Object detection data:
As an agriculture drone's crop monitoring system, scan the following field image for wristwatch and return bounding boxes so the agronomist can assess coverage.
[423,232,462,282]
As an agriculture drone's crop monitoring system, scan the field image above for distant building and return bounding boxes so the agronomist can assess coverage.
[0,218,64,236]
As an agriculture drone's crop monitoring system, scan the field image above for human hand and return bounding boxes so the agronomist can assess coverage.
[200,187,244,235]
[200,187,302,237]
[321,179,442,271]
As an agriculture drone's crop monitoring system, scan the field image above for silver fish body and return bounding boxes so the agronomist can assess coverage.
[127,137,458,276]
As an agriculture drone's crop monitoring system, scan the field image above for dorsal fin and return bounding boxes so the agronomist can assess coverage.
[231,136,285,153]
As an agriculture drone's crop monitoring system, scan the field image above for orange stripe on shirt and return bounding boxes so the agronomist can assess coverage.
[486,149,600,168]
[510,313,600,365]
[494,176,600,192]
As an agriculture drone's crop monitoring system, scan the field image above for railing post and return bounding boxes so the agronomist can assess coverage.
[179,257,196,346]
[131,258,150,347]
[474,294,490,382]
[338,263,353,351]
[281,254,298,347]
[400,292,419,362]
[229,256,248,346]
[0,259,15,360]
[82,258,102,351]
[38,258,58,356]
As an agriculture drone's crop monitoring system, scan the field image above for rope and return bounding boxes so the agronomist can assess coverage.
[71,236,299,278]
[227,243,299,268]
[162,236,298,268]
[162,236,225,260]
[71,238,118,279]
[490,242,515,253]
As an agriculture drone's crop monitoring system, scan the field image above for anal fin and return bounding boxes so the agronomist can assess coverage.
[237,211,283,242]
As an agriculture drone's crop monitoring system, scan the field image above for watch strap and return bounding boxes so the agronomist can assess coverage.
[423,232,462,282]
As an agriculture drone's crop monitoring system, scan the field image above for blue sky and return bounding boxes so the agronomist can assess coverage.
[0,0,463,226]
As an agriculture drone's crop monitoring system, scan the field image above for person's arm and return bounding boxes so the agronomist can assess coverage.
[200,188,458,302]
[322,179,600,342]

GIVEN PROBLEM: Repeat the lines of the data word for word, starting at the very beginning and ending at the line that contains "[38,258,58,356]", with both of those lines included.

CORRECT RESPONSE:
As an agriculture drone's crop monitoring system, scan the following field image for wristwatch and return bounding boxes so the agronomist can assess coverage.
[423,232,462,282]
As an agriculture drone's crop monitoring system, scan the field image above for distant building and return bounding boxes so the agronomist can assess coverage.
[0,218,64,236]
As an agriculture drone's crop monitoring system, scan the field image above for human hand and return bounding boxes so the agronomist can assess coverage.
[200,187,244,235]
[200,187,302,237]
[321,179,442,271]
As an agriculture drone's crop monitoring system, scan the field image above for silver fish body and return bounding boxes so the agronomist can assess coverage.
[127,137,458,276]
As an agriculture drone's crop monitoring system, scan the field image above for dorsal fin and return bounding boxes so the agronomist can assess coverage.
[231,136,285,153]
As an agriculture drone's crop monitoring system, scan the field image above for orange stripe on shirt and return bounding boxes so the agronomist can assess coverage.
[486,149,600,168]
[510,313,600,365]
[494,176,600,192]
As an agriculture drone's crop monitoring system, scan the field image above for railing post and return bounding boxes so the agronomist can assess coverage.
[179,257,196,346]
[131,258,150,347]
[474,294,490,382]
[338,263,353,351]
[281,254,298,347]
[400,292,419,362]
[229,256,248,346]
[0,259,15,360]
[82,258,102,351]
[38,258,58,356]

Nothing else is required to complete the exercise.